■ **WORK TO BE COMPLETED**:
The records underneath are to be printed in full and exactly, with no pictures carried over.
----
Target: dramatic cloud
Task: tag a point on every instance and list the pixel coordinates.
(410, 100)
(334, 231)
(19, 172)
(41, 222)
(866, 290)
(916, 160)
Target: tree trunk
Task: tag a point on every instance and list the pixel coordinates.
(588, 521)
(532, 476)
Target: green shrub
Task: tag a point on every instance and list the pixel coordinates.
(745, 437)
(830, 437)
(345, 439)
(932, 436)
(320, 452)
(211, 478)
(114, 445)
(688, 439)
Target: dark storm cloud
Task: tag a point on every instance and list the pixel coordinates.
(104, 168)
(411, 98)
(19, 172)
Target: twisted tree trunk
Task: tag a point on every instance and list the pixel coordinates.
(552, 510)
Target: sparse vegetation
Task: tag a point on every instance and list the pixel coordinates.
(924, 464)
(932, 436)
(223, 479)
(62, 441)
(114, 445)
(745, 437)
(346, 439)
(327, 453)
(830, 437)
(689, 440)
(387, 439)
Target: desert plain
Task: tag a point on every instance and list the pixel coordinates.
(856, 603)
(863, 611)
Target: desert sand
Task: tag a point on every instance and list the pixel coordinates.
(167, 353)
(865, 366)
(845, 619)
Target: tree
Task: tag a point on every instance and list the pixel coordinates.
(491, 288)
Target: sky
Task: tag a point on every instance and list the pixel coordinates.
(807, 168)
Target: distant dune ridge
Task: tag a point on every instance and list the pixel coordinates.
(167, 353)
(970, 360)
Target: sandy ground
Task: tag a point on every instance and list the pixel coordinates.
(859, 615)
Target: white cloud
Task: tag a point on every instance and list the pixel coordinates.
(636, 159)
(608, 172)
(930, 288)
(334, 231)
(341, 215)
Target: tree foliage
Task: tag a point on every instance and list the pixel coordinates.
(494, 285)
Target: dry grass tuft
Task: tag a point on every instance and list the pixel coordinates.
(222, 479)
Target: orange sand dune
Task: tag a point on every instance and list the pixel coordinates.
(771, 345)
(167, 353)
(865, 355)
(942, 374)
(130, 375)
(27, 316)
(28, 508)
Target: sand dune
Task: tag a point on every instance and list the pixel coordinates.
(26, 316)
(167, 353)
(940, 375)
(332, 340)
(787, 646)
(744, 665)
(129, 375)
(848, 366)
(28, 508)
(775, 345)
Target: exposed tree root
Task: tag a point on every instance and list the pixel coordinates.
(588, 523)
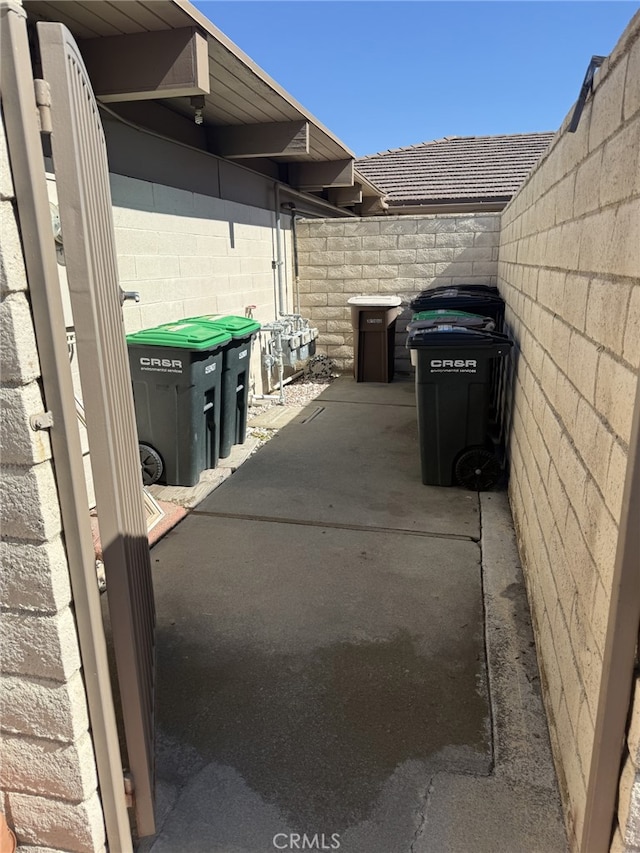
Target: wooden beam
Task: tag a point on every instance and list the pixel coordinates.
(144, 66)
(321, 174)
(274, 139)
(161, 120)
(345, 196)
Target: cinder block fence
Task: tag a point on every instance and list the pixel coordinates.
(399, 255)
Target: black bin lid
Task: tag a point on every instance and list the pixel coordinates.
(455, 337)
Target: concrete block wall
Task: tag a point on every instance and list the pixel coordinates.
(399, 255)
(569, 271)
(48, 776)
(189, 254)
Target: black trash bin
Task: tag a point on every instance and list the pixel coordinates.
(235, 376)
(373, 320)
(176, 370)
(453, 396)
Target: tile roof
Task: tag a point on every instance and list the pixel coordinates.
(456, 168)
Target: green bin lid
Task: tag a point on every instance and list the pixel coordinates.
(237, 327)
(184, 334)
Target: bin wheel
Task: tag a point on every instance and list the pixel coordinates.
(151, 464)
(477, 469)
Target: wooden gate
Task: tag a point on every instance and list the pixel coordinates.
(82, 180)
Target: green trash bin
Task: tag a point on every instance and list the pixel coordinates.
(176, 370)
(235, 376)
(453, 394)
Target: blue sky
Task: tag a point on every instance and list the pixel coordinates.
(383, 74)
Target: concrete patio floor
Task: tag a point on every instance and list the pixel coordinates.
(345, 655)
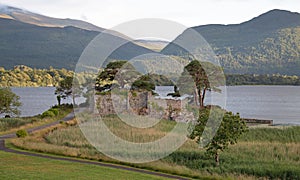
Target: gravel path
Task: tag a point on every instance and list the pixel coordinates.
(67, 118)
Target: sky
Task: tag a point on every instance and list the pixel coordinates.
(110, 13)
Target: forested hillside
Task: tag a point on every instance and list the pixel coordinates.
(267, 44)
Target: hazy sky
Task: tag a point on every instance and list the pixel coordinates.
(109, 13)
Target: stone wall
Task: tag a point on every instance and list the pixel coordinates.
----
■ **RESPONSE TO THIS EXERCISE**:
Target: dramatic cloud
Task: tag a point on every instance and list the pixel coordinates.
(410, 100)
(334, 231)
(19, 172)
(41, 222)
(866, 290)
(916, 160)
Target: tree trunk
Task: tag a point on every instance and list the pixel coordinates.
(588, 521)
(532, 476)
Target: green shrub
Task: tag a point on every instance and list the pixel coordinates.
(745, 437)
(830, 437)
(345, 439)
(932, 436)
(320, 452)
(211, 478)
(114, 445)
(688, 439)
Target: dark storm cloud
Task: tag a point on every instance and list the pixel coordinates.
(104, 168)
(411, 98)
(19, 172)
Target: twisted tree trunk
Task: tag a point on every instance and list the pixel coordinates.
(552, 510)
Target: sparse vegetation
Task: tag a point on every instance and list the pixel coordinates.
(924, 464)
(932, 436)
(223, 479)
(62, 441)
(114, 445)
(745, 437)
(346, 439)
(327, 453)
(830, 437)
(689, 440)
(387, 439)
Target: desert plain
Task: tag a point on every instance and list the pixel coordinates.
(856, 603)
(863, 611)
Target: desert sand
Task: tag a point on every instance and list the pixel coordinates.
(167, 353)
(865, 366)
(845, 619)
Target: tree
Task: tag a point on every instance and list the pixel coordinates.
(491, 288)
Target: sky
Task: tag a point on every instance and list the pixel coordinates.
(807, 168)
Target: distant dune ridge
Task: tag a point on every instance and list the pixel coordinates.
(167, 353)
(970, 360)
Target: sandy ground
Task: tag a point on every instance and list the pixel coordinates.
(859, 615)
Target: white cloud
Task: tag a point on every instance and list the pixel coordinates.
(636, 159)
(608, 172)
(930, 288)
(334, 231)
(341, 215)
Target: tree foliage
Task: tag a point on every instance and list the pixel coordinates.
(494, 285)
Target: dry grass tuft
Task: tag a point on every instance and list the pixel coordinates.
(222, 479)
Target: orange sand dune
Task: tag a point on every instance and list the pixel coordinates.
(771, 345)
(167, 353)
(865, 355)
(942, 374)
(130, 375)
(27, 316)
(28, 508)
Target: sand dune
Task: tag a point on every instance and list the pixel coordinates.
(26, 316)
(167, 353)
(940, 375)
(332, 340)
(787, 646)
(744, 665)
(129, 375)
(848, 366)
(28, 508)
(775, 345)
Target: exposed tree root
Task: tag a point on every instance and list the pixel coordinates.
(588, 523)
Target: wooden beam
Task: tag a point on every instance and list the pixel coordinates.
(144, 66)
(321, 174)
(274, 139)
(161, 120)
(345, 196)
Target: cinder block fence
Task: tag a point on every instance and list the pixel coordinates.
(399, 255)
Target: black bin lid
Task: tag a point on every instance and list the pixel coordinates.
(455, 337)
Target: concrete block wall
Task: tag a point on every instance and list the pixel coordinates.
(399, 255)
(569, 271)
(48, 776)
(189, 254)
Target: black trash bin
Task: tag a point on every instance and list the pixel coordinates.
(235, 376)
(373, 320)
(176, 370)
(453, 396)
Target: tile roof
Task: tag a point on every instance and list the pixel coordinates.
(456, 168)
Target: green bin lid
Task: tag a point on every instance and list the pixel coordinates.
(237, 327)
(184, 334)
Target: bin wheel
Task: tag a point on every instance and list the pixel coordinates.
(151, 464)
(477, 469)
Target: wooden gate
Task: tag a point on every instance and list the pixel coordinates.
(82, 180)
Target: green trash bin
Task: tag a point on every instance and list the pixel coordinates.
(176, 370)
(235, 376)
(453, 394)
Target: blue sky
Task: tag a point on every instance and list the pixel coordinates.
(383, 74)
Target: concrete patio floor
Task: tag a point on every instance and list the pixel coordinates.
(345, 655)
Target: gravel path
Task: tag a point on every instance and list the pixel coordinates.
(67, 118)
Target: sky
Task: tag a point on every instance and list the pixel coordinates.
(110, 13)
Target: forested hillside
Task: tag a point on every instance and list the pixel coordinates.
(267, 44)
Target: hazy sky
Task: tag a point on every instance and list the pixel coordinates.
(109, 13)
Target: stone wall
Task: tag a point on every instance and list the pixel coordinates.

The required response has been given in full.